**AUFGABENSTELLUNG**.
Kannst du den Text über die ersten fünf Jahre in der Selbständigkeit im Anschluss an seinen letzten Satz weiterführen?

Meine Güte – 5 Jahre. Wie im Flug vergangen! Es scheint kaum fünf Minuten her zu sein, dass ich mich am ersten Tag meiner Selbständigkeit mit meinem klapprigen alten Laptop hingesetzt habe, mich seltsam fühlte, weil ich keinen Anzug bei der Arbeit trug und Brainstorming über Firmennamen machte. Das war Sommer 2015. Das Ende des Jahres 2020 rückt näher, ich muss meinen Laptop wieder ersetzen, und es ist an der Zeit, über einige der Dinge nachzudenken, die mich die ersten 5 Jahre meiner Selbständigkeit gelehrt haben.

Ich war eine schlechte Mitarbeiterin

Es gibt nichts Besseres als die Selbstständigkeit, um einem den Spiegel vorzuhalten. Unter anderen bedeutet das, mit all seinen Schwächen als Mitarbeiter konfrontiert zu werden. In meinem Fall gab es viele. Als freiberufliche juristische Übersetzerin ist es ungeheuer schwer, genug zu verdienen, um meine Steuern, Sozialversicherungsbeiträge, Geschäftskosten und Gemeinkosten zu decken – geschweige denn all die anderen Kosten für „Luxusgüter“ wie Kleidung und Ausgehen. Ich bin beschämt, wenn ich zurück an mein Anspruchsdenken als Angestellte denke. Und wie ich eine Gehaltserhöhung für eine absolute Selbstverständlichkeit gehalten habe.

**BEREITGESTELLTES MATERIAL**.
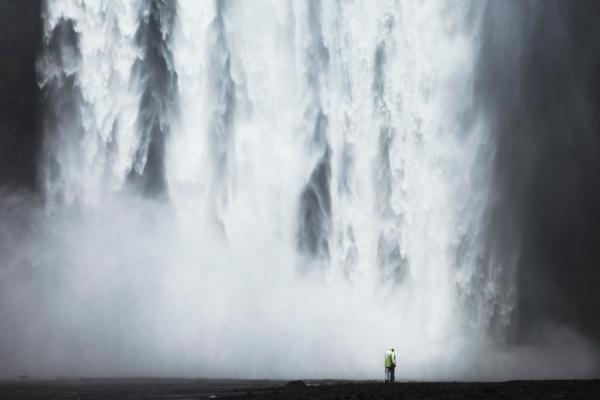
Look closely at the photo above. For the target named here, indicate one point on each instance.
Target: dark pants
(389, 374)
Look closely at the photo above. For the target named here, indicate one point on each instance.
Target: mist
(286, 190)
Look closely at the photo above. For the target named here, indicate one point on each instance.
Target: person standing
(390, 365)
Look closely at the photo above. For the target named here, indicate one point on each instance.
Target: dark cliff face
(539, 84)
(20, 39)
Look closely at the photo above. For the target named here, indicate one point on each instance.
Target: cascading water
(264, 188)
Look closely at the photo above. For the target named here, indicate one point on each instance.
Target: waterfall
(268, 188)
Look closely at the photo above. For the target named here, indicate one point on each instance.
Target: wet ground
(211, 389)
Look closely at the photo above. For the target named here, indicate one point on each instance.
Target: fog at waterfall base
(289, 199)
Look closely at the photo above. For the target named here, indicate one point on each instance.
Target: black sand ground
(222, 389)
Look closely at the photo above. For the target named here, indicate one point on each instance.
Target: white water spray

**ANTWORT**.
Wenn man selbstständig ist, versteht man wirklich wie viel alles kostet und wie viel man verdienen muss, um jede Investition zu rechtfertigen. Hätte ich gewusst, wie viel Geld meine Arbeitgeber zusätzlich generieren musste, um meine Anstellung zu begründen – hätte ich mich vielleicht anders verhalten.

[Fürs Protokoll: Ich wäre jetzt eine noch schlechtere Mitarbeiterin, wenn ich wieder in den normalen Büroalltag zurückkehren würde. Ich bin es nun so gewohnt, sämtliche Entscheidungen in Eigenregie zu treffen, ohne sie mit irgendjemandem abstimmen zu müssen, dass ich noch unbeherrschbarer als zuvor wäre. Aber das ist eine ganze andere Baustelle.]

Lass dich nicht von einem einzigen Kunden dominieren

Bei der Selbständigkeit gilt die gleiche Logik wie bei jeder Art von Anlagestrategie: Risiko streuen! Unterlässt du das, steht dir möglicherweise ein schwerer Fall bevor.

Ziemlich früh in meiner Selbstständigkeit fing ich an für einen Kunden zu arbeiten, der perfekt schien. Gut organisiert, kommunizierte professionell, hat mir interessante Arbeit gegeben und hat auch gut bezahlt. Bald trudelten die Projekte ein, eins nach den anderen. Für meine anderen Kunden blieb kaum noch Raum.

Das Leben war eine Zeit lang richtig entspannt! Aber es war ein Fehler, dass ich mich dermaßen von diesem Kunden dominieren ließ. So schnell wie der Kunde auftauchte, so schnell ist er wieder verschwunden. Mein Einkommen wurde von einem Tag auf den anderen um 60% reduziert. Ich musste mehr oder weniger von Null wieder anfangen und es dauerte Monate, bis ich das gleiche Einkommensniveau erreicht hatte. Nie wieder!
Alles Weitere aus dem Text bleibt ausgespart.